* [TASK OBJECTIVE]: Extract exactly and only the lines from the one containing "Q: Find one point on every instance of the white boat" through the end of the entries below. Pictures should not appear in the copy.

++++ DATASET ENTRIES

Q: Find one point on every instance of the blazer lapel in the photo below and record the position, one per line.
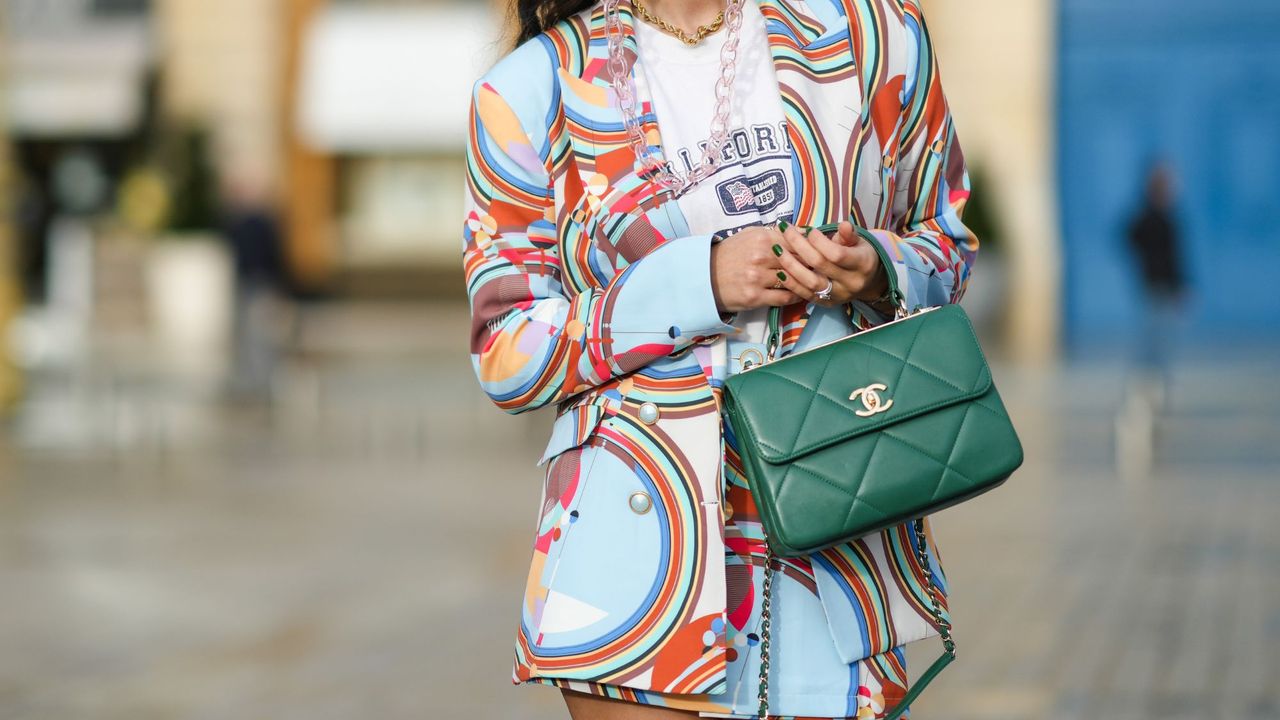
(823, 101)
(821, 96)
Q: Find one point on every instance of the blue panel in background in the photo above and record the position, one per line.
(1197, 83)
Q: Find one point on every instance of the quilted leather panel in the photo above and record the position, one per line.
(927, 363)
(822, 474)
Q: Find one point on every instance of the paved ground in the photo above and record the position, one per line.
(355, 551)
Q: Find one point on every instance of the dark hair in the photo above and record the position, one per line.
(533, 17)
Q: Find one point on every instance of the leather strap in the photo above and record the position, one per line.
(895, 292)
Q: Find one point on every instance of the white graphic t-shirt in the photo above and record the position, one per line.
(753, 182)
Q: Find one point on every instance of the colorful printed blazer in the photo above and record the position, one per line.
(588, 292)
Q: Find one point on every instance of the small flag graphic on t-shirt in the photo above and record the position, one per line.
(741, 195)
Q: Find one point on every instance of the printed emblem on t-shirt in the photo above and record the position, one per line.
(755, 194)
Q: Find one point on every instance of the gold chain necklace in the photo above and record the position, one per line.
(699, 35)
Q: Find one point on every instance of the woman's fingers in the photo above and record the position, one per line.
(780, 297)
(799, 277)
(846, 235)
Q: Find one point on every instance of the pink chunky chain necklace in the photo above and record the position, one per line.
(624, 86)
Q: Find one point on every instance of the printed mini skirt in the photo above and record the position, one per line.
(807, 677)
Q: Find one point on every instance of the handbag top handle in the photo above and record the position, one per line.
(895, 292)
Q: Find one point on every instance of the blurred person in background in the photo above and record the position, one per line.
(624, 288)
(1155, 244)
(252, 229)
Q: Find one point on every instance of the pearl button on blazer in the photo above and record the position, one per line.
(589, 294)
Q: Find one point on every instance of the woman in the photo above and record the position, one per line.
(639, 174)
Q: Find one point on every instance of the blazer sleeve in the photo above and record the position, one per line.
(932, 250)
(533, 340)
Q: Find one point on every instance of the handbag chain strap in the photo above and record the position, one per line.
(942, 624)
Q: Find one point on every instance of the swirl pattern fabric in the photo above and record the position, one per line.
(589, 294)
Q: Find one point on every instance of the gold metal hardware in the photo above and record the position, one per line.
(872, 402)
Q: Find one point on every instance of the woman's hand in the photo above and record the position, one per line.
(845, 259)
(746, 272)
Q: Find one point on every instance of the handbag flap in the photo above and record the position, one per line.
(858, 384)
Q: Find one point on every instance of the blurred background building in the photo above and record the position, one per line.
(238, 418)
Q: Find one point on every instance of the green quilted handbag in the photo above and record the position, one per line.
(867, 432)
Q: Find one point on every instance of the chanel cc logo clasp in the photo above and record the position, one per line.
(872, 402)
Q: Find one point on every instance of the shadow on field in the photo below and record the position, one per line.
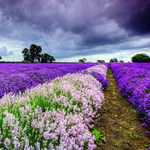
(119, 125)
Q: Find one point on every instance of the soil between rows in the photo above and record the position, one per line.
(117, 122)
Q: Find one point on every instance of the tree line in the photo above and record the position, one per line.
(138, 58)
(34, 53)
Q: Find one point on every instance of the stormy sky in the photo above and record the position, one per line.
(70, 30)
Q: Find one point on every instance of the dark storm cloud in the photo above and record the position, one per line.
(65, 28)
(132, 15)
(4, 52)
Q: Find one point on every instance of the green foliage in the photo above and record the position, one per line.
(114, 60)
(121, 61)
(140, 58)
(81, 60)
(34, 53)
(101, 61)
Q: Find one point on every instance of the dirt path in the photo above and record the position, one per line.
(118, 123)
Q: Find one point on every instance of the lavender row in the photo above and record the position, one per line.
(19, 77)
(56, 113)
(134, 85)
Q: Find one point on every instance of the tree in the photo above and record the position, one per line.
(115, 60)
(81, 60)
(121, 61)
(101, 61)
(45, 58)
(140, 58)
(84, 59)
(111, 61)
(32, 53)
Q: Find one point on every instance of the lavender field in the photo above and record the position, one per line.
(54, 114)
(134, 85)
(52, 106)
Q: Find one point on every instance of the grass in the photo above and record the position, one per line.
(119, 126)
(119, 122)
(25, 118)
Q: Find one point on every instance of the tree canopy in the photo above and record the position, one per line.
(34, 53)
(140, 58)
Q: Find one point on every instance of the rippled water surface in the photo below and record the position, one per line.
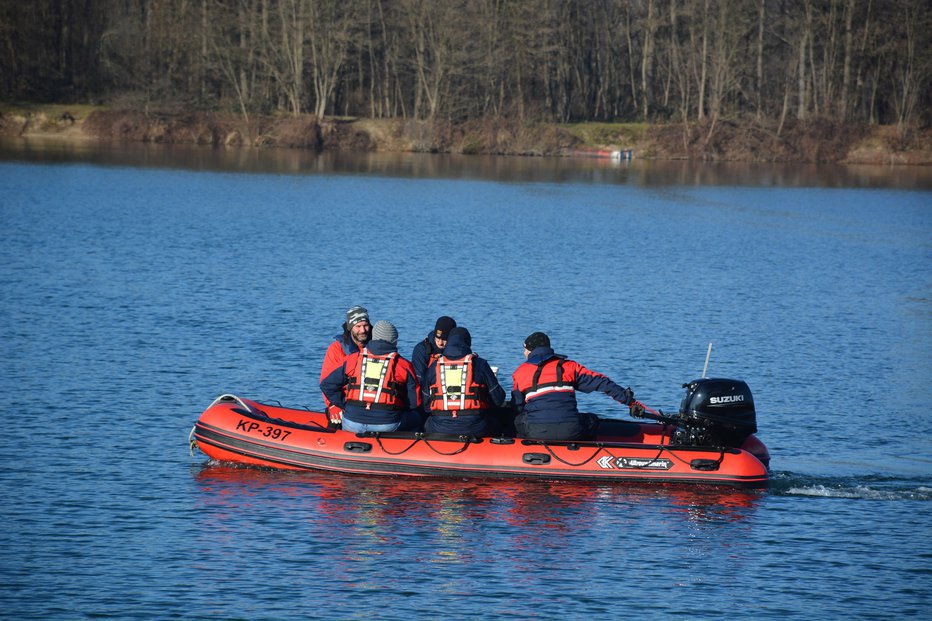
(134, 290)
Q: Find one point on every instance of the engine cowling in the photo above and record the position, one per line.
(716, 411)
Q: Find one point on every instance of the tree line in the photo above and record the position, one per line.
(865, 61)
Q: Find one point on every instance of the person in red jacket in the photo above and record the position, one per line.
(375, 389)
(357, 331)
(462, 392)
(544, 394)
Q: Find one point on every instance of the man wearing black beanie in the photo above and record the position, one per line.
(544, 394)
(428, 349)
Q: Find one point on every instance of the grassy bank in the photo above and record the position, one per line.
(726, 140)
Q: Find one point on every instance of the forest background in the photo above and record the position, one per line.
(810, 80)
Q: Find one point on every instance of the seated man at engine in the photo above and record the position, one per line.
(544, 394)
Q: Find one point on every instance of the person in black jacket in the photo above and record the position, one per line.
(431, 346)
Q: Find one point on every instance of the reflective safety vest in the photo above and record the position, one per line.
(548, 378)
(454, 389)
(378, 388)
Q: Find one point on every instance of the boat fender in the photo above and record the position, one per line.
(192, 441)
(357, 447)
(536, 459)
(706, 465)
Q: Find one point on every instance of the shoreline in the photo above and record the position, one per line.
(815, 141)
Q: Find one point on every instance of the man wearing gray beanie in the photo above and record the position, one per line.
(375, 389)
(356, 333)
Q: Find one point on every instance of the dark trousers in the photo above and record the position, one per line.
(583, 428)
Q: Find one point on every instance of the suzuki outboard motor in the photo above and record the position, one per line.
(716, 412)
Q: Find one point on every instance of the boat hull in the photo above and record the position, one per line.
(247, 432)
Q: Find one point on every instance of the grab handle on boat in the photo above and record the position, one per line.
(357, 447)
(226, 398)
(707, 465)
(536, 459)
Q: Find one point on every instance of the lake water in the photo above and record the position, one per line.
(138, 284)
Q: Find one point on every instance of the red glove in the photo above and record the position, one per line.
(335, 414)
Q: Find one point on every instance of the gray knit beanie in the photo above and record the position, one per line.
(355, 315)
(384, 331)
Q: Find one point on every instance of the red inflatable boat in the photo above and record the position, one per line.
(711, 441)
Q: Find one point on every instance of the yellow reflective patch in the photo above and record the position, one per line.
(373, 373)
(453, 378)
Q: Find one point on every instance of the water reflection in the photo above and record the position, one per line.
(446, 505)
(494, 168)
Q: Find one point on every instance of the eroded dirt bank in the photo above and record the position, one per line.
(811, 141)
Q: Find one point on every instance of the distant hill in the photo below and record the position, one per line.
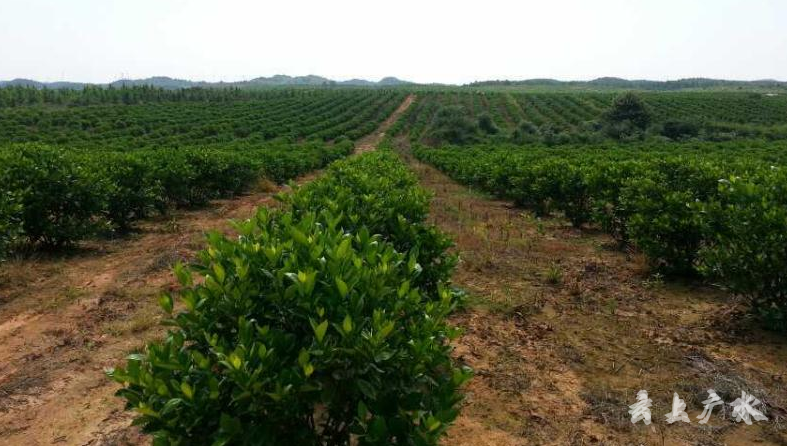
(615, 83)
(169, 83)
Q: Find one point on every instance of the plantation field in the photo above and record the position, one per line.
(561, 118)
(453, 267)
(117, 163)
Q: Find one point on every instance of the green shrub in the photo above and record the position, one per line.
(378, 192)
(487, 125)
(59, 197)
(129, 194)
(453, 125)
(629, 110)
(680, 129)
(10, 221)
(747, 244)
(302, 332)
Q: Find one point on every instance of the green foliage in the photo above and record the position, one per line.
(677, 129)
(59, 196)
(453, 125)
(627, 118)
(205, 120)
(747, 242)
(307, 329)
(67, 195)
(664, 199)
(10, 221)
(378, 192)
(563, 118)
(487, 125)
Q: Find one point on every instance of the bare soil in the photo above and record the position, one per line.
(66, 317)
(563, 330)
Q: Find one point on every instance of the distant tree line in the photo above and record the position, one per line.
(14, 96)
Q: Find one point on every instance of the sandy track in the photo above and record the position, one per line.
(64, 319)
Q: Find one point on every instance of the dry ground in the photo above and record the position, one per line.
(66, 317)
(563, 330)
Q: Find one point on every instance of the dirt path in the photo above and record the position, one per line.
(64, 319)
(562, 331)
(370, 142)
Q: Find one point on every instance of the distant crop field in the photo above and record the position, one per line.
(561, 118)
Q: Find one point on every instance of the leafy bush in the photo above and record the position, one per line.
(453, 125)
(627, 117)
(10, 221)
(302, 332)
(680, 129)
(130, 193)
(487, 125)
(747, 243)
(59, 197)
(378, 192)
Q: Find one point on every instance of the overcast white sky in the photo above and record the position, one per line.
(422, 40)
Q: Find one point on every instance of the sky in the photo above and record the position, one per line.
(422, 40)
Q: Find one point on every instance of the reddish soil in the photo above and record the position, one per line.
(66, 317)
(563, 330)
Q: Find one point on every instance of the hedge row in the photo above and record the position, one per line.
(310, 327)
(717, 210)
(55, 197)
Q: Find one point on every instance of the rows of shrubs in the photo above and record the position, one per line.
(560, 119)
(322, 323)
(54, 197)
(316, 115)
(716, 210)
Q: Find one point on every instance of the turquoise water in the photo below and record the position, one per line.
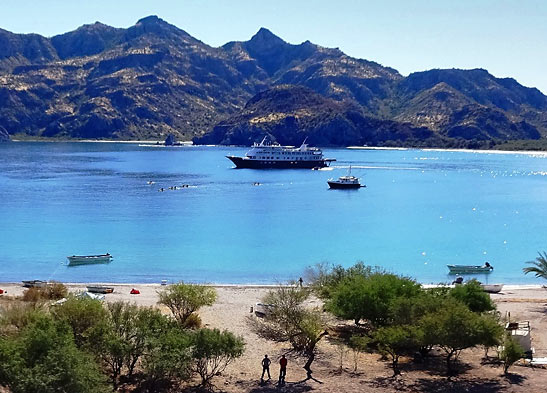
(421, 210)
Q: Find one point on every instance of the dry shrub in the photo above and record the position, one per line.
(52, 291)
(55, 291)
(193, 321)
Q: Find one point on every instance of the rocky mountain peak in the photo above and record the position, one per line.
(266, 37)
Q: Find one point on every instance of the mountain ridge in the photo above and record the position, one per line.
(154, 78)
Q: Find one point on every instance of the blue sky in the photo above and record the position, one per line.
(508, 38)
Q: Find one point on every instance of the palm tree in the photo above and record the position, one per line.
(540, 266)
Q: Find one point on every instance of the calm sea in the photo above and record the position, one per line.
(421, 210)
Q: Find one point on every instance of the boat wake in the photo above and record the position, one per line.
(376, 167)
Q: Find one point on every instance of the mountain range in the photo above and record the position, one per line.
(153, 79)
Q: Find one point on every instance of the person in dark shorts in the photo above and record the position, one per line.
(266, 367)
(282, 369)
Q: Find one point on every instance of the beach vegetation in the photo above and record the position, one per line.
(539, 266)
(473, 296)
(122, 337)
(43, 357)
(511, 352)
(16, 316)
(183, 300)
(167, 359)
(290, 320)
(213, 351)
(453, 328)
(52, 291)
(85, 316)
(323, 278)
(370, 298)
(393, 341)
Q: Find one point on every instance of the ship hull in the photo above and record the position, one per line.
(241, 162)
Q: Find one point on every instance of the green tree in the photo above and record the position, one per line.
(185, 299)
(214, 351)
(358, 344)
(370, 298)
(44, 358)
(167, 358)
(539, 267)
(510, 353)
(324, 278)
(453, 327)
(290, 321)
(397, 340)
(83, 315)
(473, 296)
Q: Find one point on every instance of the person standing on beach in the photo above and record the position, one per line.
(282, 369)
(266, 367)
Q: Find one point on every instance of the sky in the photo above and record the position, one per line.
(508, 38)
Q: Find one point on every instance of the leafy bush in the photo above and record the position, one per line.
(83, 316)
(510, 353)
(192, 322)
(289, 320)
(473, 296)
(55, 291)
(168, 357)
(453, 327)
(185, 299)
(33, 295)
(44, 358)
(52, 291)
(370, 298)
(396, 340)
(213, 351)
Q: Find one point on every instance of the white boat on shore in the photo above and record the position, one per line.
(470, 269)
(99, 289)
(34, 283)
(89, 259)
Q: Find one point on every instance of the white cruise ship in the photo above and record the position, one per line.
(273, 155)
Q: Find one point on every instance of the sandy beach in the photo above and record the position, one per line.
(524, 303)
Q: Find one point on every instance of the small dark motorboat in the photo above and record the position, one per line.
(100, 289)
(34, 283)
(89, 259)
(470, 269)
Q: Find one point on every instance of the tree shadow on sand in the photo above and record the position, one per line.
(293, 387)
(475, 385)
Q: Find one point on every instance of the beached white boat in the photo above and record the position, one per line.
(89, 259)
(263, 310)
(492, 288)
(100, 289)
(470, 269)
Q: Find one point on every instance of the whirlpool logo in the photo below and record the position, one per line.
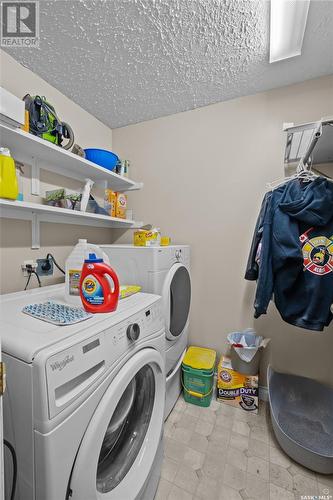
(60, 365)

++++++++

* [WORKED ANSWER]:
Q: Find one point on every instance of the white boat on shore in the photo above and record the position, one per line.
(470, 269)
(99, 289)
(34, 283)
(89, 259)
Q: Find one point on every instance of the white cruise ship in the photo above and record the position, one per line.
(273, 155)
Q: Find one point on every instance of the sandy beach in the photo above and record the position, one per line.
(524, 303)
Q: Find one point on every instance of the small dark motorboat in the photo above and record the position, one per line.
(100, 289)
(34, 283)
(89, 259)
(470, 269)
Q: Find one point on every instance of the tree shadow on sand in the photo above and record the position, one per line.
(293, 387)
(475, 385)
Q: Find one point on every instance of the beached white boat in the photo above and record the position, one per line.
(89, 259)
(263, 310)
(492, 288)
(100, 289)
(470, 269)
Q: Find one point on every instance of the whirlpool logo in the photo below and record the position, one per line.
(60, 365)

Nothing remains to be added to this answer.